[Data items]
= = = = = = =

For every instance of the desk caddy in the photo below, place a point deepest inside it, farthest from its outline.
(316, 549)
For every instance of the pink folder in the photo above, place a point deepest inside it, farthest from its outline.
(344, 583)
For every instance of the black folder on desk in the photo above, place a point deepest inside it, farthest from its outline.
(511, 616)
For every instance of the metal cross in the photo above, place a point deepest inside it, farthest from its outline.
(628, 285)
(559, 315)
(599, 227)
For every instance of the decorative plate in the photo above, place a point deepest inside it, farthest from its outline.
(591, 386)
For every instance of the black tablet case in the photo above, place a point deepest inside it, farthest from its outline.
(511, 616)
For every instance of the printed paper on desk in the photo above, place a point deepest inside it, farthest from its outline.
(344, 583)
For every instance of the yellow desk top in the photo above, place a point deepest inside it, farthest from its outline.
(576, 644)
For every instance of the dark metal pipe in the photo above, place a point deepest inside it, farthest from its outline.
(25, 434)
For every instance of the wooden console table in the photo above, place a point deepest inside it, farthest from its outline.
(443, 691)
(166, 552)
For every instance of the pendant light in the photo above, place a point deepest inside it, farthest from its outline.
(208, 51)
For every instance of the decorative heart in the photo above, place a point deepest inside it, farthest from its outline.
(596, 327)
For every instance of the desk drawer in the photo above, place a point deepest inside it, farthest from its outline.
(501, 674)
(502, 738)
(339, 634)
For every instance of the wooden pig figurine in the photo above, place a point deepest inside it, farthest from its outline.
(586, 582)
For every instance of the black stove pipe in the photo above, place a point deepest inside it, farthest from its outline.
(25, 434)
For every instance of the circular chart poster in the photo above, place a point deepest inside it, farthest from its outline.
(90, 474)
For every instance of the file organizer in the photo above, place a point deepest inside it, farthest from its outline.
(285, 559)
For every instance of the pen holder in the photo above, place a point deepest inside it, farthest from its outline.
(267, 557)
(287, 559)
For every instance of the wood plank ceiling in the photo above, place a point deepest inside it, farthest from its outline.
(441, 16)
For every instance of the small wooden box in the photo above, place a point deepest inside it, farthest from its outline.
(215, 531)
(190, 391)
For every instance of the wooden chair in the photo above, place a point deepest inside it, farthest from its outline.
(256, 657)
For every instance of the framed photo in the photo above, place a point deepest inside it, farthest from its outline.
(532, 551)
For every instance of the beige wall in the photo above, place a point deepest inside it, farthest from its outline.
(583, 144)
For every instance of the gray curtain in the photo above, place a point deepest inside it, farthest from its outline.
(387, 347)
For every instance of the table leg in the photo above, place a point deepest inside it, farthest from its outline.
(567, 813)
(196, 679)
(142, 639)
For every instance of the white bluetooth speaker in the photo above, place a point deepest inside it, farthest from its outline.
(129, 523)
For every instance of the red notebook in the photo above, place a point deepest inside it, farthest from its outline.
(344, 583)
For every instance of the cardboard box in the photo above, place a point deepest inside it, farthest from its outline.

= = = = = = =

● WHAT IS EXPECTED:
Turn the data items above into a JSON list of strings with one string per line, and leave out any blank lines.

● FINISHED ANSWER:
[
  "For every instance of the desk caddy in the photo below, place a point deepest inside it, farthest from its outline.",
  "(316, 549)",
  "For every instance of the pink folder in the photo above, place a point deepest inside it, farthest from its outline.",
  "(344, 583)",
  "For every instance of the black folder on desk in the photo above, place a point deepest inside it, farthest from its outline.",
  "(511, 616)",
  "For every instance of the metal cross in the photo above, place a point deepest inside it, farthest from its outline.",
  "(628, 285)",
  "(559, 315)",
  "(599, 227)",
  "For every instance of the decorative plate in the photo above, place a point deepest inside it, farthest from its outline.",
  "(591, 386)",
  "For every instance of the black tablet case in the photo above, place a point deepest inside it, farthest from its outline.",
  "(511, 616)",
  "For every instance of the printed paper on desk in the photo above, place a point deepest inside it, farthest from its outline.",
  "(344, 583)",
  "For every instance of the yellow desk top in the photo above, place a point deepest inside it, farthest from its outline.",
  "(576, 644)",
  "For every instance of the dark metal pipe in the photo above, place a point deepest inside it, farthest from its outline.",
  "(25, 434)",
  "For every instance of the wooden console table in the photo above, place a point deepest inside it, farthest from its outline.",
  "(443, 691)",
  "(166, 552)",
  "For every instance of the pendant light in the photo above, place a point deepest inside it, farthest from its outline.",
  "(208, 51)",
  "For every instance of the decorative heart in the photo above, place a point deepest inside it, farthest from its outline.",
  "(596, 327)",
  "For every instance of the desk drawer in the photo above, place a point deepest inside it, farthest from its outline.",
  "(501, 674)",
  "(502, 738)",
  "(339, 634)",
  "For every instance of the wooden pig figurine in the photo above, place a point deepest inside it, farthest from its outline.",
  "(586, 582)",
  "For every instance of the black stove pipe in the photo above, place a point deepest inside it, farthest from its outline.",
  "(25, 434)",
  "For every instance of the circular chart poster in the photo above, place a point deepest inside it, farthest from its outline.",
  "(90, 474)",
  "For every instance of the file organizer in the photo above, place a point deepest inside it, farthest from its outline.",
  "(285, 559)",
  "For every instance of the pen holder in the photo above, place a point deepest inside it, farthest from its outline.",
  "(267, 557)",
  "(287, 559)",
  "For every instance of the wood plank ceiling in the photo above, place a point deepest inside it, farthest from its outline.",
  "(441, 16)",
  "For every instance of the small wooden box in the photo above, place a point deepest inside it, farthest from its outline.",
  "(215, 531)",
  "(190, 391)",
  "For every instance of the wooden chair in the photo above, place a point deepest inside it, farthest from its outline.",
  "(256, 657)",
  "For every instance of the framed photo in the photo above, place a point deepest inside it, farthest from its outline.",
  "(532, 551)",
  "For every instance of the beige wall in the photo above, place a point deepest inside it, farthest from its outline.",
  "(583, 144)",
  "For every instance of the gray curtain in the photo above, place a point deepest inside it, farthest from its outline.",
  "(387, 347)",
  "For every instance of the table leg in the photo above, place a point deepest inside it, farthest from its outline.",
  "(567, 813)",
  "(196, 679)",
  "(142, 639)",
  "For every instance of the white bluetooth speaker in the photo above, place a point deepest inside it, farthest from its outline.",
  "(129, 523)",
  "For every instance of the red notebook in the photo above, place a point deepest inside it, farthest from its outline.",
  "(344, 583)",
  "For every instance of the cardboard box in the photo above, place a point deepest inside it, farthest from its outline."
]